(Отрывок текста)

Красные бокалы. Булат Окуджава и другие — страница 41 из 69

Пока что это единственный лидер, уже сделавший что-то доброе для страны и для всего мира.

(Андрей Синявский. Предвыборные страхи и ужасы России. Нью-Йорк таймс, 1996. Май)

Высказанное в этой декларации отношение Андрея к Горбачёву я с грехом пополам еще мог бы понять.

Я не меньше, чем он, ценил (и ценю) все, что сделал М. С. Горбачёв для страны и мира. Я тоже считал (и считаю) его фигурой исторической. Именно ему мы в первую очередь обязаны тем, что наконец-то рухнула, развалилась ненавистная нам окаянная, насквозь прогнившая, тупая советская система.

Но Горбачёв в какой-то момент стал тормозом на пути им самим развязанных перемен. И именно Ельцин, как к нему ни относись, сделал следующий шаг. Именно он – и призванный им для этого и до поры поддерживаемый им Гайдар – сделали все, что было в их силах, чтобы довершить то, на что Горбачёв оказался не способен: похоронить экономику сталинско-брежневского социализма, сменив ее другой, хоть и уродливой, но все-таки тяготеющей к рынку формой собственности.

(Задание 1) Выпишите из отрывка о Горбачёве и Ельцине часть от слов «(Андрей Синявский. Предвыборные» до слов «тупая советская система.» включительно.
(Задание 2) Продолжите отрывок о Горбачёве и Ельцине, начав сразу после его последнего предложения.

(Исходные записи)
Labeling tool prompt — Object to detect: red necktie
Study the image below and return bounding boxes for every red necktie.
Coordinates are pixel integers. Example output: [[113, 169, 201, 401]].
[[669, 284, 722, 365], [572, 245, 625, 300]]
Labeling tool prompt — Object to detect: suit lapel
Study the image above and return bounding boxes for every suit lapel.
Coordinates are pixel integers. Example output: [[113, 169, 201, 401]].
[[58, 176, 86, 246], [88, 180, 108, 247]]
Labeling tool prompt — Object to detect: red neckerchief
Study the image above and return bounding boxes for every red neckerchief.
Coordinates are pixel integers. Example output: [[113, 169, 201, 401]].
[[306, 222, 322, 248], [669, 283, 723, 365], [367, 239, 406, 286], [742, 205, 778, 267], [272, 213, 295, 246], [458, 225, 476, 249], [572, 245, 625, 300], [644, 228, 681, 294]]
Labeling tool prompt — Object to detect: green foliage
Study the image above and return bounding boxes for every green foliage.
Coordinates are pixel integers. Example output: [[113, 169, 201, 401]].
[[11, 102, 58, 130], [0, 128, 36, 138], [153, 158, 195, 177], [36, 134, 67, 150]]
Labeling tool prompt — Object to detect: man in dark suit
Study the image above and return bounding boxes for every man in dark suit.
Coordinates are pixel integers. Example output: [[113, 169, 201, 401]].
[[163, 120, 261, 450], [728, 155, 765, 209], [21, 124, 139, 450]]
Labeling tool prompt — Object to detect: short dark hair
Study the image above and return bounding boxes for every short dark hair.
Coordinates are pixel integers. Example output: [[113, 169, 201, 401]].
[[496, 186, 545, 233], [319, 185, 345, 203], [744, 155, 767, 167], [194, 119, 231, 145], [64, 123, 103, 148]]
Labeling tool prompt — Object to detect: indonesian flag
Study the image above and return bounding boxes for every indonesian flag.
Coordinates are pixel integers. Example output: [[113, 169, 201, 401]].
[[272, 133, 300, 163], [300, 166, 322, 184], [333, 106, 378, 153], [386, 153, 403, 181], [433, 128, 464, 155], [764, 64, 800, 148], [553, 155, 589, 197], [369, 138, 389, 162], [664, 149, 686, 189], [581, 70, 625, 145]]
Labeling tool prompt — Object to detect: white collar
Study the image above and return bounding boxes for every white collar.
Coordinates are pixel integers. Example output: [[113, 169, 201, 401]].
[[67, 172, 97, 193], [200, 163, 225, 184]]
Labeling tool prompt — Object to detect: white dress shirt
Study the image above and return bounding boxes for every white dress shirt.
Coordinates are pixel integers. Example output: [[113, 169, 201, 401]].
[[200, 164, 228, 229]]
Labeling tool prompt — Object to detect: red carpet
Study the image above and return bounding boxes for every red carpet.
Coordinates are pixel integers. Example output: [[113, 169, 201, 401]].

(Ответ 1)
(Андрей Синявский. Предвыборные страхи и ужасы России. Нью-Йорк таймс, 1996. Май)

Высказанное в этой декларации отношение Андрея к Горбачёву я с грехом пополам еще мог бы понять.

Я не меньше, чем он, ценил (и ценю) все, что сделал М. С. Горбачёв для страны и мира. Я тоже считал (и считаю) его фигурой исторической. Именно ему мы в первую очередь обязаны тем, что наконец-то рухнула, развалилась ненавистная нам окаянная, насквозь прогнившая, тупая советская система.

(Ответ 2)
Мне казалось, что Андрей не мог этого не видеть, не понимать. И всему этому не сочувствовать. Ведь совсем недавно – буквально только что – он так позиционировал себя и свои политические взгляды:

...

В диссидентском движении (в особенности на эмигрантской почве) в последнее время происходит очевидный раскол. Это раскол на два крыла или направления, которые условно можно обозначить как авторитарно-националистическое крыло, во-первых, и либерально-демократическое, во-вторых. <…> Сам я принадлежу к либерально-демократическому крылу. Не потому, что я верю в скорую победу свободы и демократии в России. Напротив, в такую победу я совсем не верю. Во всяком случае, я не вижу такой перспективы в ближайшем, обозримом будущем. Но в условиях советского деспотизма русскому интеллигенту подобает, на мой взгляд, быть либералом и демократом… Пускай, допустим, у демократии как социально-государственного устройства нет никакого будущего в России. Все равно наше призвание – оставаться сторонниками свободы.

(Абрам Терц. Путешествие на Черную речку. М., 1999)

И вдруг – такое:

...

Коммунистическая доктрина мне так же чужда, как тридцать лет назад… Но товарищ Ельцин мне не менее отвратителен, и я убежден, что для России сегодня это еще большее зло, чем нынешние коммунисты.

(Там же)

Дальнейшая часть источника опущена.